═══ Records for the task
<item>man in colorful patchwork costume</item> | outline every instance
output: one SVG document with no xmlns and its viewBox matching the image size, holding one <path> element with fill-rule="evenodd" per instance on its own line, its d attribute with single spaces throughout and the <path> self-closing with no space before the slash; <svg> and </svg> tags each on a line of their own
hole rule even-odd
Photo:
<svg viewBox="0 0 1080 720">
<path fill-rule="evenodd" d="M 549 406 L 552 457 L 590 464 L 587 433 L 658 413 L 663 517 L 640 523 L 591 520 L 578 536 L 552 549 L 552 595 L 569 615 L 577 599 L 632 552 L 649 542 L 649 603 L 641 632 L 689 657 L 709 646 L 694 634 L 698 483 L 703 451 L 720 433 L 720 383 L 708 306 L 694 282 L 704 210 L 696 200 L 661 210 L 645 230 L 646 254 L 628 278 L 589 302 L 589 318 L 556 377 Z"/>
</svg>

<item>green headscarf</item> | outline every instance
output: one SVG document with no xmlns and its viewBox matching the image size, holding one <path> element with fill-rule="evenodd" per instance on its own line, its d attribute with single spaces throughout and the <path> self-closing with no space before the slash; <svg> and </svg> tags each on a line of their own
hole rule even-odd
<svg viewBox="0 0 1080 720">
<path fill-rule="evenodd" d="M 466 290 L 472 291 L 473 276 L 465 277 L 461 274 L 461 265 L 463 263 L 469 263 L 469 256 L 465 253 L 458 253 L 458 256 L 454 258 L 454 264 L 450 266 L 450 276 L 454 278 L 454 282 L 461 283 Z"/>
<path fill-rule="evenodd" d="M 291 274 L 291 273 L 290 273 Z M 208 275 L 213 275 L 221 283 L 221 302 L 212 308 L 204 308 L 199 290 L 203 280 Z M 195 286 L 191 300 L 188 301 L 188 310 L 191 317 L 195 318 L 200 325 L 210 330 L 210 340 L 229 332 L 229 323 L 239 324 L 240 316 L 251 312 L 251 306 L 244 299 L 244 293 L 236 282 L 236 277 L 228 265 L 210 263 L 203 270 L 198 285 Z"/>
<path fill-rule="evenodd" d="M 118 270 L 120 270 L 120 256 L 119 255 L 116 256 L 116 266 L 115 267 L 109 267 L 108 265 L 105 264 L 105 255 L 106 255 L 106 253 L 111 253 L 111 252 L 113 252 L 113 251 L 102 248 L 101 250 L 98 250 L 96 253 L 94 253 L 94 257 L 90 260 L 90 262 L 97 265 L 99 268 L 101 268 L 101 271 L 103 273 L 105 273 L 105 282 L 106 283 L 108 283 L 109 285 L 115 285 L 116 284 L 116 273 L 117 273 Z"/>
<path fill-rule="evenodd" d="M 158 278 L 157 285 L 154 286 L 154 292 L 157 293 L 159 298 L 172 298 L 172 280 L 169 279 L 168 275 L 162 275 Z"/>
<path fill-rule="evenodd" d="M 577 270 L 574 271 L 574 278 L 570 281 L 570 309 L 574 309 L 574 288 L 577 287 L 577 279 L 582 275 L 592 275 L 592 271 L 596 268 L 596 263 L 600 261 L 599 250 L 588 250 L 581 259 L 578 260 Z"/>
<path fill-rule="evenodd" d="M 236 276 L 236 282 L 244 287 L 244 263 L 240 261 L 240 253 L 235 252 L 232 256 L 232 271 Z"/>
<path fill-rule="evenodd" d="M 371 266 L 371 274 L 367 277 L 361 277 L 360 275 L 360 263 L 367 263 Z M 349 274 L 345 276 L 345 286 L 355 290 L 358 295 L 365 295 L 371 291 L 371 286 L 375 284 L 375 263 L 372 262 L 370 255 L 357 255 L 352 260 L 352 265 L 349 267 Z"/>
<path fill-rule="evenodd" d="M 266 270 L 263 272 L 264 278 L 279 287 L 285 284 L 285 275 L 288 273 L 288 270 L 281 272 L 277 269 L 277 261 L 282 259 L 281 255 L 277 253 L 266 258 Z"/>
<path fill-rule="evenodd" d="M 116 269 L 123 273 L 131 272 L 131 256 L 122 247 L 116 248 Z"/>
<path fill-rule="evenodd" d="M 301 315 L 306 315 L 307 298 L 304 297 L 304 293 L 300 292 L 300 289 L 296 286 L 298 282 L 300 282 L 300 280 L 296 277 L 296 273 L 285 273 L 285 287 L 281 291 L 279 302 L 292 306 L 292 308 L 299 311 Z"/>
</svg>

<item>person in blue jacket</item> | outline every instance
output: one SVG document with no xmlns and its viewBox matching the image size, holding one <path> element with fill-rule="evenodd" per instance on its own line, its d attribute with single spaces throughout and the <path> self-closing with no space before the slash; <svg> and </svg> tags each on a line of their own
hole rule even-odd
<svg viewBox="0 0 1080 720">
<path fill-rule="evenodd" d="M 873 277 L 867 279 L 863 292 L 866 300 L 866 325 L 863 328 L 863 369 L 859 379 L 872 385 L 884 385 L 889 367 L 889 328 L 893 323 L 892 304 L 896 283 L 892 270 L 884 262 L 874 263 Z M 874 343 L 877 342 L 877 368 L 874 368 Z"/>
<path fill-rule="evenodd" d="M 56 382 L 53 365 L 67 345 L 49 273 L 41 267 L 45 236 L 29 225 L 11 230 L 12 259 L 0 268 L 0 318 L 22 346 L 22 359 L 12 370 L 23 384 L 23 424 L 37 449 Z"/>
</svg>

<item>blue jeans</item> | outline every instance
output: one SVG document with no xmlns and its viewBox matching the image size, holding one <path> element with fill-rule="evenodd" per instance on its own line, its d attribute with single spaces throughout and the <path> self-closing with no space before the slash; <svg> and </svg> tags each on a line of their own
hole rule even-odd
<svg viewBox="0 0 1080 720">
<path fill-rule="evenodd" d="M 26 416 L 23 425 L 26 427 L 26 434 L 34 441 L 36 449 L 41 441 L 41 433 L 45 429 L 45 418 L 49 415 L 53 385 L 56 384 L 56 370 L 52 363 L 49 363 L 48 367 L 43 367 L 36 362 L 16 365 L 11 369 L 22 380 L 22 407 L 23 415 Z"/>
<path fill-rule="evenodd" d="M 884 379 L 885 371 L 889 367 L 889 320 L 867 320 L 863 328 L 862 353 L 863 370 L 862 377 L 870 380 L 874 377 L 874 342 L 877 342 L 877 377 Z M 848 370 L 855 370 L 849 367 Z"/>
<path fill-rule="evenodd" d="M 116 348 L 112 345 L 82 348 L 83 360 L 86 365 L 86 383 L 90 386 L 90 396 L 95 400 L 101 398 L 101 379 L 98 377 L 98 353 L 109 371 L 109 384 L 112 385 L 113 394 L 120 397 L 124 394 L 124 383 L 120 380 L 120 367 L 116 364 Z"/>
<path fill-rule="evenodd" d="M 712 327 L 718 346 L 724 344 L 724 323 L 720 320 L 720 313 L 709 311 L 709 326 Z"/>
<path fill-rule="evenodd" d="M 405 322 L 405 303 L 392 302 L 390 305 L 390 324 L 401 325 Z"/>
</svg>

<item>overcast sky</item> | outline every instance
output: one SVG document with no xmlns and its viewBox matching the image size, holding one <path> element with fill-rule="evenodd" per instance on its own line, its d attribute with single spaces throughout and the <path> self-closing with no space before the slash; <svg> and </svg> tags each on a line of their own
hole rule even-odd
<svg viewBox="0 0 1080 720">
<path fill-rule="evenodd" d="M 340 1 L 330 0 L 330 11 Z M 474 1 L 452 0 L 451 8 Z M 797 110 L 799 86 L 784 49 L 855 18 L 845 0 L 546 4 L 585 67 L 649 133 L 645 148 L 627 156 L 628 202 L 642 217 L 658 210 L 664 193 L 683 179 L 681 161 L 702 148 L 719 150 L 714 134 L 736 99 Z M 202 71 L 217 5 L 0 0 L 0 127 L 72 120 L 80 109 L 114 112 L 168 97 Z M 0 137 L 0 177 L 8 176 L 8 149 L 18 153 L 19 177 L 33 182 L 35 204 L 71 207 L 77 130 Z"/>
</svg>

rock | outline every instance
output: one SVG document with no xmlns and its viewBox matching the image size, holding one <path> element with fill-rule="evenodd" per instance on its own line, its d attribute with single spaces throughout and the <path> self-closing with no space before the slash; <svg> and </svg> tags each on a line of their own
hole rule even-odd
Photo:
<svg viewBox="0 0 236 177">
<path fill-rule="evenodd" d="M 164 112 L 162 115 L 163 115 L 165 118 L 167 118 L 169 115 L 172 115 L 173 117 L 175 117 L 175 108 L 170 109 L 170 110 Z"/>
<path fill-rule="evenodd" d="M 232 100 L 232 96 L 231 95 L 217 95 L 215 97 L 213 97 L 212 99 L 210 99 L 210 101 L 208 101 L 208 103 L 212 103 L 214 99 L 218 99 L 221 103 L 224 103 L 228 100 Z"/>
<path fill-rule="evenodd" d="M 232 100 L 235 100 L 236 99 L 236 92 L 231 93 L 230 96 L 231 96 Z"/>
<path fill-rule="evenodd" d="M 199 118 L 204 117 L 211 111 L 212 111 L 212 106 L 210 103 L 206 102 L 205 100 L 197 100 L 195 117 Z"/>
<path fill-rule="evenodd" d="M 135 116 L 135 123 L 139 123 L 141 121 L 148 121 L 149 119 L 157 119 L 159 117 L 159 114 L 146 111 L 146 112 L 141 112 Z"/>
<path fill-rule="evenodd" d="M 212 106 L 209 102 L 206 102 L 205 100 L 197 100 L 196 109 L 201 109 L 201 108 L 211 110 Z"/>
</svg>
══════
Work required:
What is needed is every line from the beginning of the data up to and including the line with "<item>green headscarf</item> |", given again word for word.

Solution for this exercise:
<item>man in colorful patchwork costume</item> | outline every instance
output: one SVG document with no xmlns and its viewBox matching the image size, holding one <path> element with fill-rule="evenodd" per instance on its own line, its d attribute with single spaces throughout and the <path> self-closing with no space before the slash; <svg> and </svg> tags each on a line of their own
hole rule even-odd
Photo:
<svg viewBox="0 0 1080 720">
<path fill-rule="evenodd" d="M 549 406 L 552 457 L 590 464 L 587 433 L 658 413 L 663 517 L 640 523 L 591 520 L 578 536 L 552 549 L 552 595 L 569 615 L 577 599 L 632 552 L 649 542 L 649 603 L 641 632 L 689 657 L 709 646 L 694 634 L 698 483 L 703 451 L 720 433 L 720 383 L 708 306 L 694 282 L 704 210 L 696 200 L 661 210 L 645 230 L 646 254 L 628 278 L 589 302 L 589 318 L 556 377 Z"/>
</svg>

<item>green headscarf</item> | outline every instance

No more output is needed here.